MATERIAL FOR THIS TASK —
= Beginning of Section =

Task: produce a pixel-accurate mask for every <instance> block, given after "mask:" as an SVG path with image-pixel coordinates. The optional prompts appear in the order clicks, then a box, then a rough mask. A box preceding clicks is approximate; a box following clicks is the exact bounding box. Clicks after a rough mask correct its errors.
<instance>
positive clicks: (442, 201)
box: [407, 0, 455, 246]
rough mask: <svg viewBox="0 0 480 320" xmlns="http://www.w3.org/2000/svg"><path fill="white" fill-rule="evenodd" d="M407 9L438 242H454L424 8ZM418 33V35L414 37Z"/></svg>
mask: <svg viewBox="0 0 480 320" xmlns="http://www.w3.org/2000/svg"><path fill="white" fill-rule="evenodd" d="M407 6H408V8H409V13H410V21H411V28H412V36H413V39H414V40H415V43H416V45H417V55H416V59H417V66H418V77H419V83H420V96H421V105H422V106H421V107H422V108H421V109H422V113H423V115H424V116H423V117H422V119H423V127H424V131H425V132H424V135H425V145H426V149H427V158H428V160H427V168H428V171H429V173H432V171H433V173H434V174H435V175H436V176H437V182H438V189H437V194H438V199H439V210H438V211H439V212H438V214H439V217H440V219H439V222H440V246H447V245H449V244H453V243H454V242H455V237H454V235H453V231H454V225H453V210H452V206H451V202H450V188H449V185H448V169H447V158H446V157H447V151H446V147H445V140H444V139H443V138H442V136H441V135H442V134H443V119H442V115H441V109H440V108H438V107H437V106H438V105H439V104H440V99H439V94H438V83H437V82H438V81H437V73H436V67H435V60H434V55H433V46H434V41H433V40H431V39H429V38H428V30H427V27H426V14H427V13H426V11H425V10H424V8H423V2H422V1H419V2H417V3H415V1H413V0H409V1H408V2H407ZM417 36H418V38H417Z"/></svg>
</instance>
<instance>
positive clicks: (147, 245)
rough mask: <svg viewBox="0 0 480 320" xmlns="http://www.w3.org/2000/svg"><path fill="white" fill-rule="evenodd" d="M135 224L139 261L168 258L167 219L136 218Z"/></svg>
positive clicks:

= End of Section =

WHAT YOU WILL DO — Search the data for "instance". Copy every matching line.

RESULT BELOW —
Task: produce a pixel-accurate mask for every <instance> block, given after "mask:" as an SVG path with image-pixel coordinates. The optional prompts appear in the order clicks, then a box, then a rough mask. A box preceding clicks is approximate; a box following clicks is the exact bounding box. Clicks after a rough mask correct its errors.
<instance>
</instance>
<instance>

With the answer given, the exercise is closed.